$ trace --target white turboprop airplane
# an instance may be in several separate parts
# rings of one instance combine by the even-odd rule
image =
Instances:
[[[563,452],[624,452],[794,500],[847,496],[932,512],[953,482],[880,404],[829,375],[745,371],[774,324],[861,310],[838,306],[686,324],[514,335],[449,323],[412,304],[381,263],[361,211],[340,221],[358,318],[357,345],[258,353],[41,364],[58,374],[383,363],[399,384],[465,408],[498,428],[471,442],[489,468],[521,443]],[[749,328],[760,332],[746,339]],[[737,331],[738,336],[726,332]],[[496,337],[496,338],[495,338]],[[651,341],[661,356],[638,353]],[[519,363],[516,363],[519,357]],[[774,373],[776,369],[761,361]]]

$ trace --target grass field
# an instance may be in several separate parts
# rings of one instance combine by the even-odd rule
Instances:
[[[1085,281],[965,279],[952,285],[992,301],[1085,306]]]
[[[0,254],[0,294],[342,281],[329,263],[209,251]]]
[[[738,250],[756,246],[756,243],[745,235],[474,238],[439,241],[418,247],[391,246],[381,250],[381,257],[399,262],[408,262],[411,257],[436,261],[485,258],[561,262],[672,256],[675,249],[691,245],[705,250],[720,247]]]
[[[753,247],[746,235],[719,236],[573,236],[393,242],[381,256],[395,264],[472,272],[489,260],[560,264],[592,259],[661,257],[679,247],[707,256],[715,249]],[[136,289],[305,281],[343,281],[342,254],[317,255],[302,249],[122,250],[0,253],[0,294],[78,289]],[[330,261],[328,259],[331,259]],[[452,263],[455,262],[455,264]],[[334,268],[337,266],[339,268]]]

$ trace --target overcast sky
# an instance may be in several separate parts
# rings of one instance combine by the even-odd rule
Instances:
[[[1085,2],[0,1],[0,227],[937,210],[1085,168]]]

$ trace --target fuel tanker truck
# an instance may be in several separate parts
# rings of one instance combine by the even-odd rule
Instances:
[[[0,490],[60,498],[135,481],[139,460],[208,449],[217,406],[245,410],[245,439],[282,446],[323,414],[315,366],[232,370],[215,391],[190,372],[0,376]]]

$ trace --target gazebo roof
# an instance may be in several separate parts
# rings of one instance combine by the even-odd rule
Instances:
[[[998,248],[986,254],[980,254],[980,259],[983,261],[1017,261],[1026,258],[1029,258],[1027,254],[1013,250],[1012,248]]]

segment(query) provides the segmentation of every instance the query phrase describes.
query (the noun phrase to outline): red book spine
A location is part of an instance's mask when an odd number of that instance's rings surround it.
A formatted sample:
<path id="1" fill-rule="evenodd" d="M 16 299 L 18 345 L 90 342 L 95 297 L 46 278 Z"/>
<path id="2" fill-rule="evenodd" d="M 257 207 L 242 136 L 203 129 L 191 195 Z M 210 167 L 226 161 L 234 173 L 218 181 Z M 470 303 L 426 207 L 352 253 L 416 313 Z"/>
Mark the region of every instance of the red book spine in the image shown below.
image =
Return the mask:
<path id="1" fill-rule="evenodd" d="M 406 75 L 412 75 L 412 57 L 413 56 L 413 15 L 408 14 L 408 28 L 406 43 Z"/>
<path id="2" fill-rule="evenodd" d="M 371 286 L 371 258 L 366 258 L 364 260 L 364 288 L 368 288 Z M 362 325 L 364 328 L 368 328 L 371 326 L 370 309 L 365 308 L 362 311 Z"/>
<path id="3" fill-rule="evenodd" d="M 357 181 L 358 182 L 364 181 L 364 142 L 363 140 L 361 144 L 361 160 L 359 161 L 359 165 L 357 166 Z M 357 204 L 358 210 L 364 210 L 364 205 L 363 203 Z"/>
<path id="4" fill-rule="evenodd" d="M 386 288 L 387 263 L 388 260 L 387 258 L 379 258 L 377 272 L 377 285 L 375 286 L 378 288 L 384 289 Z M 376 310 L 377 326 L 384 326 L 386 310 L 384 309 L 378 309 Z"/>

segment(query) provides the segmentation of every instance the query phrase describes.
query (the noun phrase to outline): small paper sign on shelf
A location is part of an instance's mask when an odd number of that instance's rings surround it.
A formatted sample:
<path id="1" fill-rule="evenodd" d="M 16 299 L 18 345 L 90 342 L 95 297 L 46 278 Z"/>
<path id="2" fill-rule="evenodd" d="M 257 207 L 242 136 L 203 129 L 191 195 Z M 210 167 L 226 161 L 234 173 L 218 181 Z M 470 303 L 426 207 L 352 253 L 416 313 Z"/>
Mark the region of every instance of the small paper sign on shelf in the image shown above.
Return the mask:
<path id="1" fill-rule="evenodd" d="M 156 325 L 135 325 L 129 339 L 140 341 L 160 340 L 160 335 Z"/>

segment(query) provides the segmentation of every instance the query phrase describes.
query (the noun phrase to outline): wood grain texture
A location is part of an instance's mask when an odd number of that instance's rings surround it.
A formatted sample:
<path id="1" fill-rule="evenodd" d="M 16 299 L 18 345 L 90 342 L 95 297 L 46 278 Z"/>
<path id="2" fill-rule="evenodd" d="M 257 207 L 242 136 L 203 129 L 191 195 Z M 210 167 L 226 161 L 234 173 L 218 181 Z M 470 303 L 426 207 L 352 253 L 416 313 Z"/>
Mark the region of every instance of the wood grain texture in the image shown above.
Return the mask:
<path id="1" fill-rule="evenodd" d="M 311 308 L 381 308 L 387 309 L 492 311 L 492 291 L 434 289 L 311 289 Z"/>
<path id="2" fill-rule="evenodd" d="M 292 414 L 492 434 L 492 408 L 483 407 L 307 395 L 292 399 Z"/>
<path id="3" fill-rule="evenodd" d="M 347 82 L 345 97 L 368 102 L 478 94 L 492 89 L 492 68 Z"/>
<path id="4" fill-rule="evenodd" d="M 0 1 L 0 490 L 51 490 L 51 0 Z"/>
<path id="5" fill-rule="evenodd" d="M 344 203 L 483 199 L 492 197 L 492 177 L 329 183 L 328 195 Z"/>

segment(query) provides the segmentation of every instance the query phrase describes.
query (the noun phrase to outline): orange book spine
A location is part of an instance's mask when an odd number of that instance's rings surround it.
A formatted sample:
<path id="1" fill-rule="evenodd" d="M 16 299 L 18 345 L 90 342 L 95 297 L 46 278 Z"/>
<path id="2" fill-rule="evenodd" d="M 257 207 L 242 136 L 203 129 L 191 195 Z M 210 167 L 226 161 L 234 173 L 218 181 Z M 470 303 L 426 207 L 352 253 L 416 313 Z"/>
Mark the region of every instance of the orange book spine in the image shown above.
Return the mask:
▬▬▬
• [GOAL]:
Gather every line above that contains the word "small" and copy each one in full.

• [EXPECTED ANSWER]:
query (the noun phrase to outline): small paper sign on shelf
Mark the region of every instance of the small paper sign on shelf in the image shown above.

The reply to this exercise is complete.